9月も半ばを過ぎ、昼間は暑いけれど、夜風には秋の気配が漂い始めた。
皆さんは、夏の間に心ときめく出来事はあっただろうか。
この、夏に起こるアバンチュールや短い恋愛を、世間では「ひと夏の恋」とか「ひと夏の経験」と呼ぶ。一夜限りの恋なんて四季を問わずあるものなのだが、夏に起こるとなんだか特別な感じがする。だからこんな呼び方をするのだろうか。
そもそも「ひと夏」とはどういう意味だろう。ただの「夏」とは違うことはなんとなくわかるが、具体的にどこが違うというのは答えられない。そんなわけで「ひと夏」について色々と調べてみることにした。


「ひと夏」の言葉を探る
『日本国語大辞典』で「ひと夏」の項目を引いてみると「夏3カ月の間、夏いっぱい」「過ぎ去ったある年の夏」という2つの意味があった。
「ひと夏」という言葉を最初に使った人物ははっきりしていないが、室町時代の古辞書『いろは字』に「一夏(ヒトナツ)」という言葉が残されており、かなり昔から存在していたようだ。また、春夏秋冬のなかで「ひと冬」という言葉はあっても「ひと春」「ひと秋」とは言わない。どうしてだろうか。
この疑問について、日本語研究者である静岡大学人文科学部客員教授の平野雅彦さんに伺ってみたところ、大変興味深いお話を聞くことができた。
「日本は1年のうちに春夏秋冬と4つの季節があり、12カ月を4で割ると各季節を3カ月ずつでわけられます。
しかし『ひと夏の 体験』というときの『ひと』は、『三ヶ月の夏の体験』という意味ではなく、『(あっという間に)過ぎ去ってしまった夏の体験』という意味です。つまり、夏と冬は存在そのものが烈しく、あっという間に過ぎ去っていくものだということです」
たしかに、夏と冬は過ごしやすいとは言えず、暑さ寒さで命の危険にさらされることもあるだろう。照りつける太陽や降りしきる雪も、季節をより強い印象にする。そして目まぐるしく変わる気候に必死になって、季節感を楽しむ間もなく過ぎていく。
反対に春と秋は、厳しい季節を乗り越えて訪れた穏やかな気候のなか、ほっと一息つくような気持ちになる。あたたかな日差しや涼しい空気は、ゆったりとした時間の流れを感じさせる。
そこに「激しさ」は存在しない。だから「ひと春」「ひと秋」という言葉は存在しないのだ。
つまり、「ひと夏」は、短く激しい夏の体験を振り返った時に使われる言葉なのである。あっという間に過ぎ去った物事ほど、遠い昔のことのように思えるものだ。「ひと夏」という言葉の裏には、過去へと向かって早いスピード で動いて行く「時間の感覚」が潜んでいる。
余談であるが、春の語源は、未知なる力が「張る」、秋は、「飽きる」ほど農作物が実るということから来ているとのことだ。
なんだか駄洒落のようだが、本当の話だそうである。

人は昔から夏の出会いを楽しんでいた
さて、「ひと夏」の意味は無事に解明したが、これが恋やアバンチュールを暗示するものとして、広く用いられるようになったのはいつからなのだろうか。

+++

課題 A »
「ひと夏」についての記事で、「一夏(ヒトナツ)」という言葉が残されている室町時代の古辞書の名は何か。

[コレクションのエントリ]
+++

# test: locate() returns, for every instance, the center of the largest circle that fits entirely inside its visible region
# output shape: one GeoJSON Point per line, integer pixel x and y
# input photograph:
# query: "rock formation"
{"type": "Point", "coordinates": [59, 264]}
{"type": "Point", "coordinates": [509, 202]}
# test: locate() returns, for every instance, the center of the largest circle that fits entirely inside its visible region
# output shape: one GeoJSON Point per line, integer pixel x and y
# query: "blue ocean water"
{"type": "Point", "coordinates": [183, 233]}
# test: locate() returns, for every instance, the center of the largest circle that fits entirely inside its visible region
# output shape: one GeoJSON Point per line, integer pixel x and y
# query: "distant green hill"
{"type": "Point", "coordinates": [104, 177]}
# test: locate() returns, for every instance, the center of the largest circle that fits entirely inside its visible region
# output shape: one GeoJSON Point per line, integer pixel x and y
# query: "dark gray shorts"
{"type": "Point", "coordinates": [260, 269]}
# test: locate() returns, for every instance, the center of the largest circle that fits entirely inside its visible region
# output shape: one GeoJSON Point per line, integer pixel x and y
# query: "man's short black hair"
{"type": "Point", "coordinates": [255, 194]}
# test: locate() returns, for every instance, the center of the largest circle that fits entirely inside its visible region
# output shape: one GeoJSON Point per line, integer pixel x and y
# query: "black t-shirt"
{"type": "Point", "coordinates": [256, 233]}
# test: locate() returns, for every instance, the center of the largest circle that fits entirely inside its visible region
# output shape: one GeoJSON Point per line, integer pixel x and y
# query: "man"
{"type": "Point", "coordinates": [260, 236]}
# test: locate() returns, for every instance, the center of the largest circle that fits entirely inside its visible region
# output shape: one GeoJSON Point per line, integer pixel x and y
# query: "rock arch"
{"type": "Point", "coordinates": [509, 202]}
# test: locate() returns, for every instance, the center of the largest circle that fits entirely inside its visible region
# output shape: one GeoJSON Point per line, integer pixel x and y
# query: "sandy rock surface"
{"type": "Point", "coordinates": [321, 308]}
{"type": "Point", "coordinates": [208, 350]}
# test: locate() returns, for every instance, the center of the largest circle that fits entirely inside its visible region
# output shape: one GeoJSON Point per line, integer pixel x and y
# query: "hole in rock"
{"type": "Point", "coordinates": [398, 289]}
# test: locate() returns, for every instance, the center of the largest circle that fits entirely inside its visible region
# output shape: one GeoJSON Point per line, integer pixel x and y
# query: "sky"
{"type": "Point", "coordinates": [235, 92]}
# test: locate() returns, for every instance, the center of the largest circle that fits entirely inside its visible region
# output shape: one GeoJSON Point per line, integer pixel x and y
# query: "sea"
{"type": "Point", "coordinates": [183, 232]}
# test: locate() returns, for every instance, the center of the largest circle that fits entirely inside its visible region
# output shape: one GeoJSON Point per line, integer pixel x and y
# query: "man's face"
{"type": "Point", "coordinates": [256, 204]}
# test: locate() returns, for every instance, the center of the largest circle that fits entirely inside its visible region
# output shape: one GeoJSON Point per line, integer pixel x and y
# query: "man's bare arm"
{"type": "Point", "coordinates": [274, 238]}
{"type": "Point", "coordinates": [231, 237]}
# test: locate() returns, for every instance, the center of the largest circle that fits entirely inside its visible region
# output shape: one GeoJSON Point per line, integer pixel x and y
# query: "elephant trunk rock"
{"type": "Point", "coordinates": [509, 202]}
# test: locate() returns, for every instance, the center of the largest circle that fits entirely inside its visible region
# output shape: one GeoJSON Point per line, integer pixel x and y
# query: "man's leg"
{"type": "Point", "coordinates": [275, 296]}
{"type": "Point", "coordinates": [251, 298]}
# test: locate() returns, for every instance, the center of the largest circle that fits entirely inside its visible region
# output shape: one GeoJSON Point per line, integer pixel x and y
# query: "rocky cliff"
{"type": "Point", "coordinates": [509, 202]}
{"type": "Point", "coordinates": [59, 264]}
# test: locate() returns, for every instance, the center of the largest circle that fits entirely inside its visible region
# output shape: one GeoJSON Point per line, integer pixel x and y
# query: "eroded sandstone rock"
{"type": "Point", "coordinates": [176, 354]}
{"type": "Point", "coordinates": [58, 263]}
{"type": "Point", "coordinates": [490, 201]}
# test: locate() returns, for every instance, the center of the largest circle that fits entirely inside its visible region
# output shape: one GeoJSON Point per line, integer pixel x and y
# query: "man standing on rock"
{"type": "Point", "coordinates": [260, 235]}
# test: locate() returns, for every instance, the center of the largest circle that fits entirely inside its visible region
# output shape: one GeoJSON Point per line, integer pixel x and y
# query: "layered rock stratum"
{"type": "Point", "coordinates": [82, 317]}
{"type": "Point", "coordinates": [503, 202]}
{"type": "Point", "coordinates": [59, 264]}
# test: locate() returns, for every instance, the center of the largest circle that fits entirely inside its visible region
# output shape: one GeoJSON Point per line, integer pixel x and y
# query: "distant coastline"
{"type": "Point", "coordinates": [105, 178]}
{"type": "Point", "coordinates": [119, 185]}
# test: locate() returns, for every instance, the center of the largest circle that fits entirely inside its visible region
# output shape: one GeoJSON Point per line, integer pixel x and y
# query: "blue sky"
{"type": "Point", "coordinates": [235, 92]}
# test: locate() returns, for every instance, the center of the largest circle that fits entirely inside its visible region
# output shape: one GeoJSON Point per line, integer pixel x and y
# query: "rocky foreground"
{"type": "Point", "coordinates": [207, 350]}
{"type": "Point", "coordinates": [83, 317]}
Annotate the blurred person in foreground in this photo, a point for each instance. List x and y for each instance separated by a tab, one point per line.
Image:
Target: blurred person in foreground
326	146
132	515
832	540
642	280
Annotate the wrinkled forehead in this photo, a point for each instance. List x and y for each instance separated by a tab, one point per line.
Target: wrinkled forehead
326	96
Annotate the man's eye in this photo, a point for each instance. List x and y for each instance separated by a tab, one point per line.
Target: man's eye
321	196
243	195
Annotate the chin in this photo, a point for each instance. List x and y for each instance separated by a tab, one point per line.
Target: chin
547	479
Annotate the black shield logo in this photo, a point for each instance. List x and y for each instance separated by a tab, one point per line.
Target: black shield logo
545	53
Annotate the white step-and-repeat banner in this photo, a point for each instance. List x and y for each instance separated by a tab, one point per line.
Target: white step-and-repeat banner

+++

課題 B »
"List"という文字列を含むエントリの行をすべて示せ。

解答 A »
『いろは字』

解答 B »
Annotate the blurred person in foreground in this photo, a point for each instance. List x and y for each instance separated by a tab, one point per line.
Annotate the wrinkled forehead in this photo, a point for each instance. List x and y for each instance separated by a tab, one point per line.
Annotate the man's eye in this photo, a point for each instance. List x and y for each instance separated by a tab, one point per line.
Annotate the chin in this photo, a point for each instance. List x and y for each instance separated by a tab, one point per line.
Annotate the black shield logo in this photo, a point for each instance. List x and y for each instance separated by a tab, one point per line.
Annotate the white step-and-repeat banner in this photo, a point for each instance. List x and y for each instance separated by a tab, one point per line.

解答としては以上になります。